Provided passage START
Bench2Bedside:
What are the key challenges that your team at Tikva Allocell is dedicated to solving?

Dr. Ivan Horak:
We’ve all seen the promise of CAR-T therapies, which have been revolutionary for some blood cancers. But like many new medical advances, they face significant limitations. First and foremost, the limitations of autologous therapies have been clear from their inception. Treatments that are made from a patient’s own cells necessitate bespoke, lengthy, and expensive manufacturing processes, not to mention variable cell quality, and the risk of manufacturing failure. This limits scalability and affordability.

Vitally, safety continues to be a concern for many CAR-T therapies. While generally safe, there are still concerns about potential side effects like cytokine release syndrome (CRS) and neurotoxicity, as well as the long-term risk of secondary malignancies.

And solid tumors continue to be a major limitation for CAR-T that is important to our work at Tikva. This is due to several factors, including the difficulty in finding appropriate tumor-associated antigens without causing “on-target, off-tumor” toxicities, poor CAR-T cell persistence in the body, and the immunosuppressive microenvironment within solid tumors.

Bench2Bedside:
What are the core technologies behind Tikva Allocell’s approach?

Dr. Horak:
Our platform is based on a second-generation empowered allogeneic Epstein-Barr Virus (EBV)-specific T cell (ALLO EBVST) platform. We use T cells from the blood of EBV-positive healthy individuals. The intrinsic properties of these virus-specific T cells, combined with our proprietary technologies, allow us to enhance the performance of these cells to safely target difficult-to-treat solid tumors.

Our lead program, TAVST01, is a bi-specific allogeneic B7-H3-CAR EBVST technology targeting B7-H3 positive solid tumors, which include lung, breast, prostate and pancreatic cancers. We are confident that B7-H3 is a very promising target as it’s expressed in multiple solid tumors but has a very low expression in a normal tissue.
Provided passage END
Excerpted records START
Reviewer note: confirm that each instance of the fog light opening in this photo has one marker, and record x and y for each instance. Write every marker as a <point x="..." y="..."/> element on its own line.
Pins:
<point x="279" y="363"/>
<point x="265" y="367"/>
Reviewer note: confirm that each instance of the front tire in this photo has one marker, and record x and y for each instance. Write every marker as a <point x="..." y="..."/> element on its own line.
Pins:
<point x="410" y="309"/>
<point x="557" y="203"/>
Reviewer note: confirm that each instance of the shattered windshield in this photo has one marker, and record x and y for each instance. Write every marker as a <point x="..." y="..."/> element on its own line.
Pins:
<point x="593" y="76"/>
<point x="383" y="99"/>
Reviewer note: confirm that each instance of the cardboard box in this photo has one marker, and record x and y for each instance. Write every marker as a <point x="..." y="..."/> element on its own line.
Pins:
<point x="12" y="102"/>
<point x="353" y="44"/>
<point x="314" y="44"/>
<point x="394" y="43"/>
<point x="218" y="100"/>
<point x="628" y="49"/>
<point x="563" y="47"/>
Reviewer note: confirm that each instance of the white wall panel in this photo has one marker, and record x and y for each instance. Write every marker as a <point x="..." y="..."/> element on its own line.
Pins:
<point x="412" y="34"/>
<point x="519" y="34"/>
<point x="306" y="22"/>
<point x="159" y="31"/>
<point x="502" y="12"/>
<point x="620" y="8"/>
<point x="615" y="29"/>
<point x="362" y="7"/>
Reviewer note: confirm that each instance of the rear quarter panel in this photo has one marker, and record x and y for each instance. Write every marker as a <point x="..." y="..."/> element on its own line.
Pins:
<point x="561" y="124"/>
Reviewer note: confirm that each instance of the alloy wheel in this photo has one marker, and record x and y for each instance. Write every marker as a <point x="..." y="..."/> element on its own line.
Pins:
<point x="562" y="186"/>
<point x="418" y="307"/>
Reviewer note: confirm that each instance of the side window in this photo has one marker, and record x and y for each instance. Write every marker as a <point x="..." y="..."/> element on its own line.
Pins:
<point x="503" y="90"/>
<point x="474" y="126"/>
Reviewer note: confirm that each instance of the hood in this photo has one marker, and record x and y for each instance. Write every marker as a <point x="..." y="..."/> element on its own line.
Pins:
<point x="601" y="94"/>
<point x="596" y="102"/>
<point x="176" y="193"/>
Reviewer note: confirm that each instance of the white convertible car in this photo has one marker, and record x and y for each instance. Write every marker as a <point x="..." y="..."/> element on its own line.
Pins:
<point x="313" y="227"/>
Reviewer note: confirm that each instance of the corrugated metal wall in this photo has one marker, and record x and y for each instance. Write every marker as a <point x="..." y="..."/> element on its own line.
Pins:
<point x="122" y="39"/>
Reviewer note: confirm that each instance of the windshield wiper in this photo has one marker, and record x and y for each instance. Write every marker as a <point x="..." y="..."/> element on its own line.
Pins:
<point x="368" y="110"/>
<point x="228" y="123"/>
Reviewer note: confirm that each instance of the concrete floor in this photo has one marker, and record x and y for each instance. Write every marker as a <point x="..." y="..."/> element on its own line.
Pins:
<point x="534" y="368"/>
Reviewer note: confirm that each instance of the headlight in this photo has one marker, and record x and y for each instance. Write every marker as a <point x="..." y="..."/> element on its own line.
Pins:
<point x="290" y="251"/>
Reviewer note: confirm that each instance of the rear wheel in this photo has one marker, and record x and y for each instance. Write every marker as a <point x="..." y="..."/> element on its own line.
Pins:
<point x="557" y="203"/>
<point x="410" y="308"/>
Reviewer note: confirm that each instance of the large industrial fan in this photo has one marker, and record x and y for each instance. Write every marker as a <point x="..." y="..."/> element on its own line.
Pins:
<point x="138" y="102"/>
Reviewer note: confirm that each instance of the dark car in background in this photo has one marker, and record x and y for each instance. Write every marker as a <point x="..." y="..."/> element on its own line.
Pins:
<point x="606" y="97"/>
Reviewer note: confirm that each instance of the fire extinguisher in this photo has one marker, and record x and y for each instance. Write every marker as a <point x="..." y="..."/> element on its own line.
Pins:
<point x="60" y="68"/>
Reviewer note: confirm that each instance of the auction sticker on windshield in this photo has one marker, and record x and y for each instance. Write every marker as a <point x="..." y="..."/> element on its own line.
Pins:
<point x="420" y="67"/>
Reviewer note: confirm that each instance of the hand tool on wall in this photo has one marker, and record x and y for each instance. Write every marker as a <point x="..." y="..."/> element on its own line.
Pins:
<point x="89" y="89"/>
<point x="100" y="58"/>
Excerpted records END
Assigned task: From the interview about Tikva Allocell, translate this sentence into Spanish: "We use T cells from the blood of EBV-positive healthy individuals."

Task result: Usamos células T procedentes de la sangre de personas sanas positivas para el VEB.